* [Exercise objective]:
Render every line of the material below as a Markdown table with two columns, "Row" for a running number and "Line" for the text of that line, and leave out blank lines.

* [Listed entries]:
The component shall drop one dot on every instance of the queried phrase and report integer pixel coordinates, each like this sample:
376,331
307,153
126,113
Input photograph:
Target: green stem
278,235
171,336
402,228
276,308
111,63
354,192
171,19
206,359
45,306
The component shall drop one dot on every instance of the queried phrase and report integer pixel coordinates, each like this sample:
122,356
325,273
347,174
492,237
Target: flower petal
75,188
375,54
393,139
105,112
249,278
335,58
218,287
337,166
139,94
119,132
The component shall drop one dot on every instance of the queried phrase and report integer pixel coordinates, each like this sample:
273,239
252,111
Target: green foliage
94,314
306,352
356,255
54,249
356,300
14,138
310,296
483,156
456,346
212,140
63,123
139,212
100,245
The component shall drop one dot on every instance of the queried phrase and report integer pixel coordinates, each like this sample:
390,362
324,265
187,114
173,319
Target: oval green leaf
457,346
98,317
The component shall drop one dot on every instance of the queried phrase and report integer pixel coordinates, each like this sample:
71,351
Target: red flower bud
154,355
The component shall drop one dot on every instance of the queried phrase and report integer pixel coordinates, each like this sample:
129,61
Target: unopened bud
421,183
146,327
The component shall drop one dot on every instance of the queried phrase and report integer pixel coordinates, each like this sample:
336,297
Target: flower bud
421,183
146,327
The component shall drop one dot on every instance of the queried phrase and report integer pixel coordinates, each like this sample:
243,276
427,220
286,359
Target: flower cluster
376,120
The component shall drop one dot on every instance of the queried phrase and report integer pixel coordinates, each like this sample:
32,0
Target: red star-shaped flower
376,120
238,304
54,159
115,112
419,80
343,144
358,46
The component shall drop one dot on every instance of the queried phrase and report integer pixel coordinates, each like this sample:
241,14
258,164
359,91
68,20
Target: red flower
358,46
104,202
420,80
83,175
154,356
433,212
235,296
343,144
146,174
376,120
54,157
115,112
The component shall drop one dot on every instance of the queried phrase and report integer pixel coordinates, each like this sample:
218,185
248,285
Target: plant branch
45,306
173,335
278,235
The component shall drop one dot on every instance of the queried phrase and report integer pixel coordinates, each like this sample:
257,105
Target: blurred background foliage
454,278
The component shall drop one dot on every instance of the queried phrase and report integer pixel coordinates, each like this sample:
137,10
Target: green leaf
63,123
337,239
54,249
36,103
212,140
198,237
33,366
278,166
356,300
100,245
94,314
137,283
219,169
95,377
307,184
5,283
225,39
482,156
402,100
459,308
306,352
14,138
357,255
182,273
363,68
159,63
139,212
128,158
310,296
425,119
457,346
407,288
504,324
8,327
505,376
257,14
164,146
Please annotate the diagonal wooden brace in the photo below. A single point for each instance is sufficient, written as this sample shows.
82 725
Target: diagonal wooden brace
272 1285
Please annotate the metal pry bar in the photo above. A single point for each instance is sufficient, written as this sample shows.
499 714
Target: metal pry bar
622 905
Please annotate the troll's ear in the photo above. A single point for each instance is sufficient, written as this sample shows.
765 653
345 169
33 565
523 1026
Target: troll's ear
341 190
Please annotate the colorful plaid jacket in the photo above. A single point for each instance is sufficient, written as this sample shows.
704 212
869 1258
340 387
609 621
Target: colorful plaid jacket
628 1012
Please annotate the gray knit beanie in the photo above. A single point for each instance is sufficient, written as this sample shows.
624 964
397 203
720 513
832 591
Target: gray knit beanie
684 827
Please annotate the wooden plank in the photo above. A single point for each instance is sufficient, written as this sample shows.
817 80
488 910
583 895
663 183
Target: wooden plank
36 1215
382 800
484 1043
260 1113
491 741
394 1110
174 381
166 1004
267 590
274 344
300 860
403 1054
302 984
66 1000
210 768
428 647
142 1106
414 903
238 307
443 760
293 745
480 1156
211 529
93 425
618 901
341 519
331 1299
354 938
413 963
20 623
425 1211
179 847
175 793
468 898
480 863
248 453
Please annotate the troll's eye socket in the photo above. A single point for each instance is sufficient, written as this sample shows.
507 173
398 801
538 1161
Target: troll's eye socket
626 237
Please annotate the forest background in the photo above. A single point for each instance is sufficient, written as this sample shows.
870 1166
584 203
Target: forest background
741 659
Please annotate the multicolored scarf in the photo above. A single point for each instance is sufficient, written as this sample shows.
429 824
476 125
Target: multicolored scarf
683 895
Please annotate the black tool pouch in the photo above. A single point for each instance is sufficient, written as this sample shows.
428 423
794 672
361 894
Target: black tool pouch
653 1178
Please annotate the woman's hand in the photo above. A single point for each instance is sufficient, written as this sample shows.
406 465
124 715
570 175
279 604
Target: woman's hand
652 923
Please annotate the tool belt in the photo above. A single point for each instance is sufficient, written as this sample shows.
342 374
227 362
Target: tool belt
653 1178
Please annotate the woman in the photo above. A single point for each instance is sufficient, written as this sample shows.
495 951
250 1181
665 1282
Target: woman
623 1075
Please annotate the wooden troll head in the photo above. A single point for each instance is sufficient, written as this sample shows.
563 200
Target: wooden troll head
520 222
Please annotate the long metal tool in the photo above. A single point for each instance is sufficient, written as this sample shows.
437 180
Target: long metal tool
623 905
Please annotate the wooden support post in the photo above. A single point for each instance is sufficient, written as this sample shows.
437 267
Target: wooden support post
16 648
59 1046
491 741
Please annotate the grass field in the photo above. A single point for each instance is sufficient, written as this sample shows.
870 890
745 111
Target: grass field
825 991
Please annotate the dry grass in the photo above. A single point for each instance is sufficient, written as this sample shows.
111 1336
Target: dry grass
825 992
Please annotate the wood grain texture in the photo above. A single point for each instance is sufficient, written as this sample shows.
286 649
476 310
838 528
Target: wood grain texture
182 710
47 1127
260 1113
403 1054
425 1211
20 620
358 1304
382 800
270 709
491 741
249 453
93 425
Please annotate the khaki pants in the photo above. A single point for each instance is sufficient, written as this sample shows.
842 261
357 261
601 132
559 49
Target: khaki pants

* [Response to this exercise]:
| Row | Line |
|---|---|
| 1 | The component shall drop one dot on every instance of the queried phrase and report integer pixel coordinates, each like this sample: |
| 2 | 376,331 |
| 3 | 307,153 |
| 4 | 126,113 |
| 5 | Input photograph: |
| 6 | Target: green stem |
| 7 | 278,235 |
| 8 | 171,336 |
| 9 | 402,228 |
| 10 | 276,308 |
| 11 | 111,63 |
| 12 | 354,192 |
| 13 | 171,19 |
| 14 | 206,359 |
| 15 | 45,306 |
| 16 | The component shall drop one dot on every instance of the queried phrase and report integer pixel coordinates, each like this sample: |
| 17 | 122,356 |
| 18 | 325,273 |
| 19 | 347,174 |
| 20 | 492,237 |
| 21 | Target: flower petal |
| 22 | 75,188 |
| 23 | 375,54 |
| 24 | 393,139 |
| 25 | 105,112 |
| 26 | 249,278 |
| 27 | 335,58 |
| 28 | 218,287 |
| 29 | 337,166 |
| 30 | 139,94 |
| 31 | 119,132 |
| 32 | The component shall drop one dot on every instance of the queried phrase and report integer pixel coordinates, each like this sample: |
| 33 | 273,239 |
| 34 | 252,111 |
| 35 | Target: green foliage |
| 36 | 94,314 |
| 37 | 306,352 |
| 38 | 356,255 |
| 39 | 54,249 |
| 40 | 356,300 |
| 41 | 14,138 |
| 42 | 310,296 |
| 43 | 483,156 |
| 44 | 456,346 |
| 45 | 212,140 |
| 46 | 63,123 |
| 47 | 139,212 |
| 48 | 100,245 |
| 49 | The component shall drop one dot on every instance of the queried phrase and report integer pixel coordinates, each like this sample: |
| 50 | 390,362 |
| 51 | 324,265 |
| 52 | 187,114 |
| 53 | 173,319 |
| 54 | Target: oval green leaf |
| 55 | 457,346 |
| 56 | 98,317 |
| 57 | The component shall drop one dot on every instance of the queried phrase and report integer pixel coordinates, each like this sample: |
| 58 | 71,351 |
| 59 | Target: red flower bud |
| 60 | 154,355 |
| 61 | The component shall drop one dot on every instance of the queried phrase and report integer pixel coordinates, each like this sample: |
| 62 | 129,61 |
| 63 | Target: unopened bud |
| 64 | 421,183 |
| 65 | 146,327 |
| 66 | The component shall drop one dot on every instance of the queried phrase and report integer pixel coordinates, each like this sample: |
| 67 | 336,297 |
| 68 | Target: flower bud |
| 69 | 421,183 |
| 70 | 146,327 |
| 71 | The component shall drop one dot on every instance of the queried phrase and report integer pixel coordinates, each like this sample: |
| 72 | 243,276 |
| 73 | 427,220 |
| 74 | 286,359 |
| 75 | Target: flower cluster |
| 76 | 376,120 |
| 77 | The component shall drop one dot on every instance of the queried phrase and report integer pixel coordinates, each like this sample: |
| 78 | 32,0 |
| 79 | Target: red star-shaped flower |
| 80 | 376,120 |
| 81 | 238,304 |
| 82 | 54,159 |
| 83 | 115,112 |
| 84 | 419,80 |
| 85 | 343,144 |
| 86 | 358,46 |
| 87 | The component shall drop one dot on every instance of the queried phrase and report integer pixel coordinates, each like this sample: |
| 88 | 241,14 |
| 89 | 258,164 |
| 90 | 359,91 |
| 91 | 68,20 |
| 92 | Target: red flower |
| 93 | 358,46 |
| 94 | 104,202 |
| 95 | 420,80 |
| 96 | 83,175 |
| 97 | 154,356 |
| 98 | 433,212 |
| 99 | 235,296 |
| 100 | 343,144 |
| 101 | 146,174 |
| 102 | 376,120 |
| 103 | 54,157 |
| 104 | 115,112 |
| 105 | The component shall drop one dot on every instance of the queried phrase and report integer pixel coordinates, each like this sample: |
| 106 | 218,185 |
| 107 | 248,285 |
| 108 | Target: plant branch |
| 109 | 45,306 |
| 110 | 173,335 |
| 111 | 278,235 |
| 112 | The component shall drop one dot on every instance of the queried phrase and report integer pixel coordinates, each like this sample: |
| 113 | 257,105 |
| 114 | Target: blurred background foliage |
| 115 | 454,278 |
| 116 | The component shall drop one dot on every instance of the queried phrase and report integer pixel coordinates, each like this sample: |
| 117 | 137,10 |
| 118 | Target: green leaf |
| 119 | 63,123 |
| 120 | 337,239 |
| 121 | 54,249 |
| 122 | 36,103 |
| 123 | 212,140 |
| 124 | 198,237 |
| 125 | 33,366 |
| 126 | 278,166 |
| 127 | 356,300 |
| 128 | 100,245 |
| 129 | 94,314 |
| 130 | 137,283 |
| 131 | 219,169 |
| 132 | 95,377 |
| 133 | 307,184 |
| 134 | 5,283 |
| 135 | 225,39 |
| 136 | 482,156 |
| 137 | 402,100 |
| 138 | 459,308 |
| 139 | 306,352 |
| 140 | 14,138 |
| 141 | 357,255 |
| 142 | 182,273 |
| 143 | 363,68 |
| 144 | 159,63 |
| 145 | 139,212 |
| 146 | 128,158 |
| 147 | 310,296 |
| 148 | 425,119 |
| 149 | 457,346 |
| 150 | 407,288 |
| 151 | 504,324 |
| 152 | 8,327 |
| 153 | 505,376 |
| 154 | 257,14 |
| 155 | 164,146 |
| 156 | Please annotate the diagonal wooden brace in the photo below. A single point for each instance is sufficient, written as this sample shows. |
| 157 | 82 725 |
| 158 | Target: diagonal wooden brace |
| 159 | 272 1285 |
| 160 | Please annotate the metal pry bar in the photo above. A single point for each instance is sufficient, written as this sample shows. |
| 161 | 499 714 |
| 162 | Target: metal pry bar |
| 163 | 622 905 |
| 164 | Please annotate the troll's ear in the photo above. A single point for each instance is sufficient, written as this sample shows. |
| 165 | 765 653 |
| 166 | 345 169 |
| 167 | 33 565 |
| 168 | 523 1026 |
| 169 | Target: troll's ear |
| 170 | 341 190 |
| 171 | Please annotate the colorful plaid jacket in the photo above. A single point for each instance is sufficient, written as this sample shows. |
| 172 | 704 212 |
| 173 | 869 1258 |
| 174 | 340 387 |
| 175 | 609 621 |
| 176 | Target: colorful plaid jacket |
| 177 | 628 1012 |
| 178 | Please annotate the gray knit beanie in the photo above. A single point for each instance is sufficient, written as this sample shows. |
| 179 | 624 964 |
| 180 | 397 203 |
| 181 | 720 513 |
| 182 | 832 591 |
| 183 | Target: gray knit beanie |
| 184 | 684 827 |
| 185 | Please annotate the wooden plank in the photo above. A single point for each instance is sufficient, written as this sample shows. |
| 186 | 817 80 |
| 187 | 488 910 |
| 188 | 583 895 |
| 189 | 663 183 |
| 190 | Target: wooden plank |
| 191 | 36 1215 |
| 192 | 382 800 |
| 193 | 484 1043 |
| 194 | 260 1113 |
| 195 | 491 741 |
| 196 | 394 1110 |
| 197 | 174 381 |
| 198 | 166 1004 |
| 199 | 267 590 |
| 200 | 274 344 |
| 201 | 300 860 |
| 202 | 403 1054 |
| 203 | 302 984 |
| 204 | 66 1000 |
| 205 | 210 768 |
| 206 | 428 647 |
| 207 | 142 1106 |
| 208 | 414 903 |
| 209 | 238 307 |
| 210 | 443 760 |
| 211 | 293 745 |
| 212 | 480 1156 |
| 213 | 211 529 |
| 214 | 93 425 |
| 215 | 618 901 |
| 216 | 341 519 |
| 217 | 331 1299 |
| 218 | 354 938 |
| 219 | 413 963 |
| 220 | 20 623 |
| 221 | 425 1211 |
| 222 | 179 847 |
| 223 | 175 793 |
| 224 | 468 898 |
| 225 | 480 863 |
| 226 | 248 453 |
| 227 | Please annotate the troll's eye socket in the photo above. A single point for each instance is sufficient, written as this sample shows. |
| 228 | 507 173 |
| 229 | 398 801 |
| 230 | 538 1161 |
| 231 | Target: troll's eye socket |
| 232 | 626 237 |
| 233 | Please annotate the forest background in the photo above. A single point for each instance is sufficient, written as this sample shows. |
| 234 | 870 1166 |
| 235 | 584 203 |
| 236 | Target: forest background |
| 237 | 741 659 |
| 238 | Please annotate the multicolored scarf in the photo above. A single point for each instance is sufficient, written as this sample shows. |
| 239 | 429 824 |
| 240 | 476 125 |
| 241 | Target: multicolored scarf |
| 242 | 683 895 |
| 243 | Please annotate the black tool pouch in the photo above. A single point for each instance is sufficient, written as this sample shows. |
| 244 | 428 423 |
| 245 | 794 672 |
| 246 | 361 894 |
| 247 | Target: black tool pouch |
| 248 | 653 1178 |
| 249 | Please annotate the woman's hand in the photo above. A single point for each instance is sufficient, written as this sample shows. |
| 250 | 406 465 |
| 251 | 124 715 |
| 252 | 570 175 |
| 253 | 279 604 |
| 254 | Target: woman's hand |
| 255 | 652 923 |
| 256 | Please annotate the tool belt in the photo above. A single point for each instance is sufficient, written as this sample shows. |
| 257 | 342 374 |
| 258 | 227 362 |
| 259 | Target: tool belt |
| 260 | 653 1178 |
| 261 | Please annotate the woman in the photo above. A single point for each instance is sufficient, written as this sample shows. |
| 262 | 495 951 |
| 263 | 250 1181 |
| 264 | 665 1282 |
| 265 | Target: woman |
| 266 | 623 1075 |
| 267 | Please annotate the wooden troll head in the photo above. A single point for each instance is sufficient, written as this sample shows. |
| 268 | 563 200 |
| 269 | Target: wooden troll head |
| 270 | 520 222 |
| 271 | Please annotate the long metal tool in the photo above. A single point for each instance is sufficient, written as this sample shows. |
| 272 | 437 180 |
| 273 | Target: long metal tool |
| 274 | 623 905 |
| 275 | Please annotate the wooden support post in the photo above. A single point for each instance is sufficient, written as this sample shows. |
| 276 | 437 267 |
| 277 | Target: wooden support post |
| 278 | 16 648 |
| 279 | 59 1046 |
| 280 | 491 741 |
| 281 | Please annotate the grass field in the photo above. A single point for each instance is sufficient, written as this sample shows. |
| 282 | 870 890 |
| 283 | 745 111 |
| 284 | Target: grass field |
| 285 | 825 991 |
| 286 | Please annotate the dry grass in the photo above. A single point for each instance is sufficient, written as this sample shows. |
| 287 | 111 1336 |
| 288 | Target: dry grass |
| 289 | 825 992 |
| 290 | Please annotate the wood grain texture in the photo above. A single point for each instance is sufficient, written as this sample shows. |
| 291 | 286 649 |
| 292 | 476 310 |
| 293 | 838 528 |
| 294 | Target: wood grain texture |
| 295 | 182 710 |
| 296 | 47 1127 |
| 297 | 260 1113 |
| 298 | 403 1054 |
| 299 | 425 1211 |
| 300 | 20 620 |
| 301 | 358 1304 |
| 302 | 382 800 |
| 303 | 270 709 |
| 304 | 491 741 |
| 305 | 249 453 |
| 306 | 93 425 |
| 307 | Please annotate the khaki pants in the photo above. A single point for each instance is sufficient, written as this sample shows. |
| 308 | 842 261 |
| 309 | 357 261 |
| 310 | 601 132 |
| 311 | 559 49 |
| 312 | Target: khaki pants |